Start of Excerpted passage

Category Archives: Museums

Local History Museum Management

Hibulb Cultural Center, Tulalip

From Margaret RiddleLonghouse at Hibulb Cultural Center

Longhouse at Hibulb Cultural Center

Special Introduction from Margaret Riddle —

Decades in the planning, Tulalip’s Hibulb Cultural Center opened on Friday August 19, 2011 to Tribal members and invited guests and to the general public on the 20th and 21st.  My husband and I attended on Saturday with Snohomish County Museum Director Barbara George and, simply said, the museum is really impressive—very modern in display concept and the spaciousness of the interior made me feel as though I was in a natural setting.  Even the entrance walkway appears to be a stream.

Entering the main museum space, we were greeted with bays that told the stories of two friends: cedar and salmon.  Both displays were very moving.  Continuing on, we read about glacial retreat, the land bridge, archaeology and Indian whaling.  Then we were reminded of the sad story of the Point Elliott Treaty, the loss of a way of life and the tragedy of the Indian Boarding School, where, in Harriette Shelton Dover Williams’ words, the day consisted mostly of “Marching, Marching, Marching.”  All of the displays include Lushootseed text.

End of Excerpted passage

Directive 1 - In the Hibulb Cultural Center post, on what date did the center open to Tribal members and invited guests?
Directive 2 - Transcribe the Hibulb Cultural Center post word for word between "Category Archives: Museums" and "be a stream.", inclusive.
Directive 3 - Write the next part of the Hibulb Cultural Center post, picking up after its final sentence.

Start of Source data

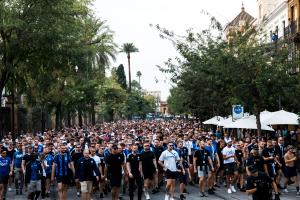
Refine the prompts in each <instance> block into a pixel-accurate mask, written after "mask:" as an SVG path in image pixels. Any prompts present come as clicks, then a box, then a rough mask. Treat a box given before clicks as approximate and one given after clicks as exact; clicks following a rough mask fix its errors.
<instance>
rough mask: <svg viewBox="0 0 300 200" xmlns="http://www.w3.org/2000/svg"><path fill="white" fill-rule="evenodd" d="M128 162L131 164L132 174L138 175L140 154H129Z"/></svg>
mask: <svg viewBox="0 0 300 200" xmlns="http://www.w3.org/2000/svg"><path fill="white" fill-rule="evenodd" d="M127 162H128V163H129V164H130V172H131V173H132V174H138V173H139V164H140V162H141V156H140V155H139V154H135V155H134V154H129V155H128V157H127Z"/></svg>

End of Source data

Response 1 - Friday, August 19, 2011.

Response 2 -
Category Archives: Museums

Local History Museum Management

Hibulb Cultural Center, Tulalip

From Margaret RiddleLonghouse at Hibulb Cultural Center

Longhouse at Hibulb Cultural Center

Special Introduction from Margaret Riddle —

Decades in the planning, Tulalip’s Hibulb Cultural Center opened on Friday August 19, 2011 to Tribal members and invited guests and to the general public on the 20th and 21st.  My husband and I attended on Saturday with Snohomish County Museum Director Barbara George and, simply said, the museum is really impressive—very modern in display concept and the spaciousness of the interior made me feel as though I was in a natural setting.  Even the entrance walkway appears to be a stream.

Response 3 -
Walking through the museum I had a strong sense of the spirit and history of the Tulalip Tribes, clearly told in their own words.  Literally so since oral history audio and video accompany many of the displays.  Best perhaps with “Warriors: We Remember,” an exhibit that honors men and women who participated in our country’s various wars.  I linger here for some time, watching video oral histories—personal stories of tribal warriors who served, interspersed with actual war footage.  On the walls nearby were the oval portraits of many who served as well as portraits of Gold Star women, mothers of World War I dead.

At the end of the main hallway is a cedar longhouse which is built into the museum.  You can watch a video about the history of the longhouse and the role it has played in the lives of the Coast Salish.  I was continually drawn to the fine craftsmanship of the structure, the smell of the cedar and the art of the story poles.  Throughout the museum there are works of contemporary artists in the building itself, story poles, carvings and art-stenciled window etchings.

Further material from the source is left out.